*** EXERCISE TEXT Section Begins ***
Under physiologic circumstances most of the AID expressed in B cells is in the cytoplasm, but translocation to the nucleus is required for AID function (29, 30, 35, 36). To investigate how phosphorylation might affect the subcellular localization of AID we probed fractioned cell extracts with anti-p38AID antibodies. B cells were stimulated with IL-4 and LPS and then separated into cytosolic (S2), soluble nuclear (S4), and chromatin-associated (S5) protein fractions (Fig. 2E). The cytosolic fraction (S2) was produced by hypotonic detergent lysis, and nuclei (P1) were purified by sucrose gradient centrifugation to remove contaminating cytosol. Nuclei were disrupted by hypotonic lysis to release soluble nuclear components (S4), and chromatin-associated proteins (S5) were released by salt extraction of the remaining pellet (37–39). The relative purity of the fractionated extracts was determined by immunoblotting against pyruvate kinase, a cytosolic marker, and specificity protein (Sp1), which is a chromatin-associated transcription factor (37, 40, 41). Our fractionation procedure allows leakage of nuclear material into the cytosolic fraction but yields soluble nuclear and chromatin-associated fractions that are relatively free of cytosolic contamination (Fig. 2F). AID was immunoprecipitated from each of the fractions, and the relative amounts of AID and p38AID were measured by Western blotting. In agreement with others (29, 30, 35), we found that most of the AID was in the cytoplasm and not in the nucleus (Fig. 2G). Furthermore, there was little enrichment of p38AID in the soluble nuclear fraction, suggesting that position 38 phosphorylation does not directly alter nuclear transport of AID (Fig. 2G). In contrast, chromatin-associated AID, which was 40% of the nuclear AID and <10% of the AID found in the cytoplasm, was highly enriched for p38AID (p38AID was 4.2-fold-enriched in chromatin versus cytoplasm; Fig. 2G). Thus, in activated B cells chromatin-associated AID is preferentially phosphorylated.
*** EXERCISE TEXT Section Ends ***
TASK: In the text on AID localization, why were the fractionated extracts immunoblotted against pyruvate kinase and Sp1? Answer in one to three sentences.
*** PROVIDED DATA Section Begins ***
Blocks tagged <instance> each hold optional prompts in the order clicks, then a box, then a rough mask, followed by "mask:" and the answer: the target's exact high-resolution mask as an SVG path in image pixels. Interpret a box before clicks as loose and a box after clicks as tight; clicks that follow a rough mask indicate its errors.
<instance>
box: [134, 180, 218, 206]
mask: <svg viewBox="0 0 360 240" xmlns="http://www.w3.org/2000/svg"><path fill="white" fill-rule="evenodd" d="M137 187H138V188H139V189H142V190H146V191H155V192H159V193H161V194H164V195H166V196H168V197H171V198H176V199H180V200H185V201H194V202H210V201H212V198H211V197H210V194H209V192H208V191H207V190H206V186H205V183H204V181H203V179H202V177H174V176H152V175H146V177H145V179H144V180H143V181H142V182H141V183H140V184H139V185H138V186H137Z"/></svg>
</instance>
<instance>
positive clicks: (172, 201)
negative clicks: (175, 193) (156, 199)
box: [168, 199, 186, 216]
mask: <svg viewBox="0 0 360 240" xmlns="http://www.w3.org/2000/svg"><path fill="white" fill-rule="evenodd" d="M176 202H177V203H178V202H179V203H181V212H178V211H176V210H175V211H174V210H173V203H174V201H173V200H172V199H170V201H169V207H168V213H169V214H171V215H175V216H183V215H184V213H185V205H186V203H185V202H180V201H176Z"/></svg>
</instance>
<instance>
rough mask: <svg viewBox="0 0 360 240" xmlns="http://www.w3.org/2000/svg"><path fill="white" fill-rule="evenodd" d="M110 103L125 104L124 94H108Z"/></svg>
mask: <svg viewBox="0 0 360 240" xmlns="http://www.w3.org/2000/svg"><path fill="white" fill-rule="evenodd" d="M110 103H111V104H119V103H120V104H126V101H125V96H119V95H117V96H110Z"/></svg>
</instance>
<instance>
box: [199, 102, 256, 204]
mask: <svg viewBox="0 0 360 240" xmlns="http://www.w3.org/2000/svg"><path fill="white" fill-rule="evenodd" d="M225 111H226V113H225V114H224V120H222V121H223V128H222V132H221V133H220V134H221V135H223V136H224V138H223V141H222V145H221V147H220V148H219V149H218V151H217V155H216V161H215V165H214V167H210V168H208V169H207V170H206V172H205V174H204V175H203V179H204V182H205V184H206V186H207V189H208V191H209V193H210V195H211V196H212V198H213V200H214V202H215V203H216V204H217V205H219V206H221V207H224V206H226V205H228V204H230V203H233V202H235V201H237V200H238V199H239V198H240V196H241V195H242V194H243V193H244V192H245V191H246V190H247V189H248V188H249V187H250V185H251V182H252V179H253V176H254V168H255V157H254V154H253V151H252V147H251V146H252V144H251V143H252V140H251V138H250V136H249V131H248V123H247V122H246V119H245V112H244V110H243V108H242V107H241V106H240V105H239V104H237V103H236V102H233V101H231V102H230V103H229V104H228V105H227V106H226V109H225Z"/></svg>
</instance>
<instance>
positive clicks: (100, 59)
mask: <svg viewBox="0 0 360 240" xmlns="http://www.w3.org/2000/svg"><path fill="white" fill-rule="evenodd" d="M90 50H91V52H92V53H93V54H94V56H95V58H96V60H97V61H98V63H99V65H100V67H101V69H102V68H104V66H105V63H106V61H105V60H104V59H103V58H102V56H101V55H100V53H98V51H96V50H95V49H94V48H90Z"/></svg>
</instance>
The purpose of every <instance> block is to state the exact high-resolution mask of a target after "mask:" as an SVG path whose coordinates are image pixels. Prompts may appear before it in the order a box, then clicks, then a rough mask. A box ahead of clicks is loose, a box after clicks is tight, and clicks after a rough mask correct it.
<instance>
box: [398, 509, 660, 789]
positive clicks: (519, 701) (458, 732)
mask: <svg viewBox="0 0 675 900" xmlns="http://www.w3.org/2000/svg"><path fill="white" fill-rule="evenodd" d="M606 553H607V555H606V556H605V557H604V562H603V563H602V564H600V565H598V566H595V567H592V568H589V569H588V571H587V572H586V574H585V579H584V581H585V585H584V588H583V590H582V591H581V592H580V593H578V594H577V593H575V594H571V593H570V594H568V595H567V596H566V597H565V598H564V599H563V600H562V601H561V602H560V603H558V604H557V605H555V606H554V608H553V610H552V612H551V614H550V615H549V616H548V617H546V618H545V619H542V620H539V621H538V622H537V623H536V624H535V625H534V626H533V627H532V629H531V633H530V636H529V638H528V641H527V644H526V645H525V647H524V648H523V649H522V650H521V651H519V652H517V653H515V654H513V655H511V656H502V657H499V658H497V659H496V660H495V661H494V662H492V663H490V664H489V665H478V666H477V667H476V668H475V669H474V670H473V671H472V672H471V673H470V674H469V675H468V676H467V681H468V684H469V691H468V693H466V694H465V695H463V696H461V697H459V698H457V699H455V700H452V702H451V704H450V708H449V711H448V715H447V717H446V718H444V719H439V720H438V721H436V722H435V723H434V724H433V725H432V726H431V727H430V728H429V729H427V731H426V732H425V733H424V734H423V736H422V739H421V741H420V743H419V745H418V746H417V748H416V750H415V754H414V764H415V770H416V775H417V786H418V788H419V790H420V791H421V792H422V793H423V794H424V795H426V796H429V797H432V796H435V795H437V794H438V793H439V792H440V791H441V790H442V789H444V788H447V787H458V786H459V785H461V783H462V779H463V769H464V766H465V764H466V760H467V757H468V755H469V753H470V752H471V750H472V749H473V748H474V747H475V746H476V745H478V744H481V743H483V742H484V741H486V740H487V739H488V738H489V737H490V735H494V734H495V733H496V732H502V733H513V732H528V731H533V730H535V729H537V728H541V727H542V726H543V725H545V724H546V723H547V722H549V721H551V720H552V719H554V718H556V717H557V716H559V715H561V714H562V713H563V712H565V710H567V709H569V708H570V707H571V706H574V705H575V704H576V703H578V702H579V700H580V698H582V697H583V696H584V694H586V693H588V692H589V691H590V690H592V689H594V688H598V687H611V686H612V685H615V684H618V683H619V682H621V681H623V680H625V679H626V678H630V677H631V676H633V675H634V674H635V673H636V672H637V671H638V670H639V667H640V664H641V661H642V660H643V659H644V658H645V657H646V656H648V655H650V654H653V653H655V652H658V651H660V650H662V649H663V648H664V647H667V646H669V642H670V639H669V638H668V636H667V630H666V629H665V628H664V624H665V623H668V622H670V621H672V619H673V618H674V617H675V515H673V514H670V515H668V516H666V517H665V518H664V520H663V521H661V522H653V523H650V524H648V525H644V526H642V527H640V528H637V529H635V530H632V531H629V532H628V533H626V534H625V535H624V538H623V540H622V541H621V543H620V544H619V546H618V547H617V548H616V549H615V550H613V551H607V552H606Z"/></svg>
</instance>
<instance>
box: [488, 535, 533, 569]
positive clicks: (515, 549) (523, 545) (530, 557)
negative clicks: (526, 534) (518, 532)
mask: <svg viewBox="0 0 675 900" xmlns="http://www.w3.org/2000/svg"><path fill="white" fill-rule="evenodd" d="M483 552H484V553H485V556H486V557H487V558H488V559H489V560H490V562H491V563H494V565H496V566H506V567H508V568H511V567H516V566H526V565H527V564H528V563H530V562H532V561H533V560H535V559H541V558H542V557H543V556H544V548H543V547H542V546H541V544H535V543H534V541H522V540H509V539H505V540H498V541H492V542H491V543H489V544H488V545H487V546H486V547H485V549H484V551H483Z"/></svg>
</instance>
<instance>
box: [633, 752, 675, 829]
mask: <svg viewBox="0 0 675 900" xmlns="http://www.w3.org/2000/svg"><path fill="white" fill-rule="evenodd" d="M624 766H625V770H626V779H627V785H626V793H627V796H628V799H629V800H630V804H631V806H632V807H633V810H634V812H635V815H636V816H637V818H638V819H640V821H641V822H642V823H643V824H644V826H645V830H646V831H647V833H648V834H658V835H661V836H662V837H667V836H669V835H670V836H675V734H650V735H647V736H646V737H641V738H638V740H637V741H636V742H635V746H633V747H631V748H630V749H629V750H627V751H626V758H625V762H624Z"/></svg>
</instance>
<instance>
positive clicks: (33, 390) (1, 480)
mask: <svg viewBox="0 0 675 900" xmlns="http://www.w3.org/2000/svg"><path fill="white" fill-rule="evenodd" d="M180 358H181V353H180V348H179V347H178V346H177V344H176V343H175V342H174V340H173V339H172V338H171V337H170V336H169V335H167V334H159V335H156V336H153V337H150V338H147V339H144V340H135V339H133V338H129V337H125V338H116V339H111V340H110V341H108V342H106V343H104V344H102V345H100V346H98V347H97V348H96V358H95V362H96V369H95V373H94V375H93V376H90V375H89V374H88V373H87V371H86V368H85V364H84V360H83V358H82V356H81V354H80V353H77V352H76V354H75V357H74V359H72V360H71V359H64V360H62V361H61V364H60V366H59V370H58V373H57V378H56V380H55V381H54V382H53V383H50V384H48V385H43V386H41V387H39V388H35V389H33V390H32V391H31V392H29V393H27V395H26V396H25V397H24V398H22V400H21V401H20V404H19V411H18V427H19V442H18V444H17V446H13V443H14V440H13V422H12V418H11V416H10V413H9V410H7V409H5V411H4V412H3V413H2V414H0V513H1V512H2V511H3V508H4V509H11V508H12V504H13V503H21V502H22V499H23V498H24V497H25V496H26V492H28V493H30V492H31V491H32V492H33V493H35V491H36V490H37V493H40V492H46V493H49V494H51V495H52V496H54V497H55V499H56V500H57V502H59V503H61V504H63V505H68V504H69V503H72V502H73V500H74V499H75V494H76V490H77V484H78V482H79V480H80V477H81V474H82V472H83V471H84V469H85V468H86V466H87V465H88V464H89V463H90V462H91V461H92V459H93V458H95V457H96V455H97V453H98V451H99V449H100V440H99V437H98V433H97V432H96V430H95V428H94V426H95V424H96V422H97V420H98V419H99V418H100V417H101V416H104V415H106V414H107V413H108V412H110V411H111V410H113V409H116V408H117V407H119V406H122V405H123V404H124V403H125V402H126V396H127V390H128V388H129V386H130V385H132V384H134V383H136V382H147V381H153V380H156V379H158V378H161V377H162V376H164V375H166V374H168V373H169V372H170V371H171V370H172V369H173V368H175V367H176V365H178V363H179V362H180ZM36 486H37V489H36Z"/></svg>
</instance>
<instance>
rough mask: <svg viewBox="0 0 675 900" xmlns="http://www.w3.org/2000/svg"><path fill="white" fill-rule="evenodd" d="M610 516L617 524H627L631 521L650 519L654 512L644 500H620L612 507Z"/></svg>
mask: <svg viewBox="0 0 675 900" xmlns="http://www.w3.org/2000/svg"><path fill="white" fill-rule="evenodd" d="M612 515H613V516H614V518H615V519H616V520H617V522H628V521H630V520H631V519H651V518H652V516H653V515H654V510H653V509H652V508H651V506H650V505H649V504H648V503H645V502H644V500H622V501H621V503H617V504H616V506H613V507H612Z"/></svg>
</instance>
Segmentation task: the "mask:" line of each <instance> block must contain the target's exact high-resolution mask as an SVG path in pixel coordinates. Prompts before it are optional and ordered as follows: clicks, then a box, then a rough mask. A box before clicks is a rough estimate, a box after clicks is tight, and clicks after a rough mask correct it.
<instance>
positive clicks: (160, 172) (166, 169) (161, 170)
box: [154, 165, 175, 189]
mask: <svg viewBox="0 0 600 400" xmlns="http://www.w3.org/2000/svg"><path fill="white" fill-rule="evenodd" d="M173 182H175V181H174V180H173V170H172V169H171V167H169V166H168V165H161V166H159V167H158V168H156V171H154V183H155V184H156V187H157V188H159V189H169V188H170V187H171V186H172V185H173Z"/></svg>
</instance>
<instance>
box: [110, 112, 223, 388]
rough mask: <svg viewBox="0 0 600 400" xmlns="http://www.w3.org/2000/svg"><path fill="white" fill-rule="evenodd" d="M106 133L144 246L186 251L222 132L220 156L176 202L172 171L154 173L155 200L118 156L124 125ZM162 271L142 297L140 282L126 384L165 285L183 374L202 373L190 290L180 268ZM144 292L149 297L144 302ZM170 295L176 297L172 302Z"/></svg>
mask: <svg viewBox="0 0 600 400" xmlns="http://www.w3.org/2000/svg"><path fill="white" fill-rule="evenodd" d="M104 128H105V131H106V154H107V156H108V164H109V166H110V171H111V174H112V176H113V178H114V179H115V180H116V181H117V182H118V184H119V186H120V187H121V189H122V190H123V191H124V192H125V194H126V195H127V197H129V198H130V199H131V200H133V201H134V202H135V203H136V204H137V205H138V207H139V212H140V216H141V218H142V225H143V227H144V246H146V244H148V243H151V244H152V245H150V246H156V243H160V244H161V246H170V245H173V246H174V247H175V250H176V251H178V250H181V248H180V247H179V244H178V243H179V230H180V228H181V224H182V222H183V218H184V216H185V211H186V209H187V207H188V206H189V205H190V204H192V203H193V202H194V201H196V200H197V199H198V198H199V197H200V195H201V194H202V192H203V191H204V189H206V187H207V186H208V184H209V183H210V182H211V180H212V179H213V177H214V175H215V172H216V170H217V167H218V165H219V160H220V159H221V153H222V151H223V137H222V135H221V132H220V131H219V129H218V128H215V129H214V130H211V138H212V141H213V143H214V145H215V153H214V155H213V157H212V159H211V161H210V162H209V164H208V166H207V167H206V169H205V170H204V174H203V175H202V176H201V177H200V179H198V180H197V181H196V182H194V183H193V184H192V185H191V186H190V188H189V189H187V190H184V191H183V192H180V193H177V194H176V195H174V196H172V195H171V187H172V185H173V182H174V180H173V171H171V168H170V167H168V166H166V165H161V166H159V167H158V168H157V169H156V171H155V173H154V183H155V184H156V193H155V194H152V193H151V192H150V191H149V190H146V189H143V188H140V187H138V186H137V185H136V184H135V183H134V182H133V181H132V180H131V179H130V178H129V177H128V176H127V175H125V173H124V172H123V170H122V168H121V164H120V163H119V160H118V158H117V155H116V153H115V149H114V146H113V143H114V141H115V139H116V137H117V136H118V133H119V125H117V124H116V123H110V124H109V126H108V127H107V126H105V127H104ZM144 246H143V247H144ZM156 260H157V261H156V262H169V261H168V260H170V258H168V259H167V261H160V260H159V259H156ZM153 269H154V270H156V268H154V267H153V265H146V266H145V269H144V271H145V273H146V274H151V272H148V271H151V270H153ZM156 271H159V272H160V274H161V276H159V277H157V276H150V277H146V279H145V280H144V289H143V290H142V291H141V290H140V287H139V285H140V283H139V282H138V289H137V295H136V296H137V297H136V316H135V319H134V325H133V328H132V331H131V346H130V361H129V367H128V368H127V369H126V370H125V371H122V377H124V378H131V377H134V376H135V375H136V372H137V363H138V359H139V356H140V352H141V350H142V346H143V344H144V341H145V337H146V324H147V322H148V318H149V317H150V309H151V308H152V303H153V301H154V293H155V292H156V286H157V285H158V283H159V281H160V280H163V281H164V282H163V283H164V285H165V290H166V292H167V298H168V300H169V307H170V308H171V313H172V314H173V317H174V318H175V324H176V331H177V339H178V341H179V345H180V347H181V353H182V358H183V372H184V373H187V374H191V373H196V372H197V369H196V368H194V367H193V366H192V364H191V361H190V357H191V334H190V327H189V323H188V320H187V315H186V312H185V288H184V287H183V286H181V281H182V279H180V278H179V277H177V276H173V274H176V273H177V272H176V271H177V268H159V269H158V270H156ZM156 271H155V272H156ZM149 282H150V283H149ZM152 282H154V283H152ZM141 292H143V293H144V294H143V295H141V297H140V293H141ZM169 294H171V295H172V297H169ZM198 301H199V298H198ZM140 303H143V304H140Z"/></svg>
*** PROVIDED DATA Section Ends ***
ANSWER SPACE: The immunoblots determined the relative purity of the fractionated extracts. Pyruvate kinase serves as a cytosolic marker, and Sp1 is a chromatin-associated transcription factor.